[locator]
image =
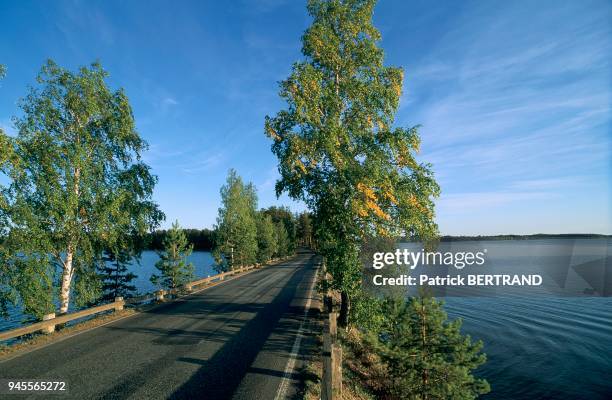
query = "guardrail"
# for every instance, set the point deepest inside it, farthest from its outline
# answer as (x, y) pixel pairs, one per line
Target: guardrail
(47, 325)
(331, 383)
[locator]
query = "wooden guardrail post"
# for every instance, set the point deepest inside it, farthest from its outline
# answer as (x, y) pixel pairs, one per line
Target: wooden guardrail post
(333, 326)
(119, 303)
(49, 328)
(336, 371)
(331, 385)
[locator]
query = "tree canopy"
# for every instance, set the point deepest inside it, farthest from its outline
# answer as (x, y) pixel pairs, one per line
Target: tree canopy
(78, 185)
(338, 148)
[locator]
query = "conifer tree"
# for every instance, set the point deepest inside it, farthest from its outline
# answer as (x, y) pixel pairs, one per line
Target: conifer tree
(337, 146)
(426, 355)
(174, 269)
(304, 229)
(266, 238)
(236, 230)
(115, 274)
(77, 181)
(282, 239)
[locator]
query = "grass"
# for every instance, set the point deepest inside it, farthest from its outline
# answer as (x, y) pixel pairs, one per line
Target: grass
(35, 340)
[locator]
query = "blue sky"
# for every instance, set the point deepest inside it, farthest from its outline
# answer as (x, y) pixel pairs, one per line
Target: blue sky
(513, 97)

═══

Tally the lines of the records that contain the word "query", then give only the tally.

■ **YOUR SOLUTION**
6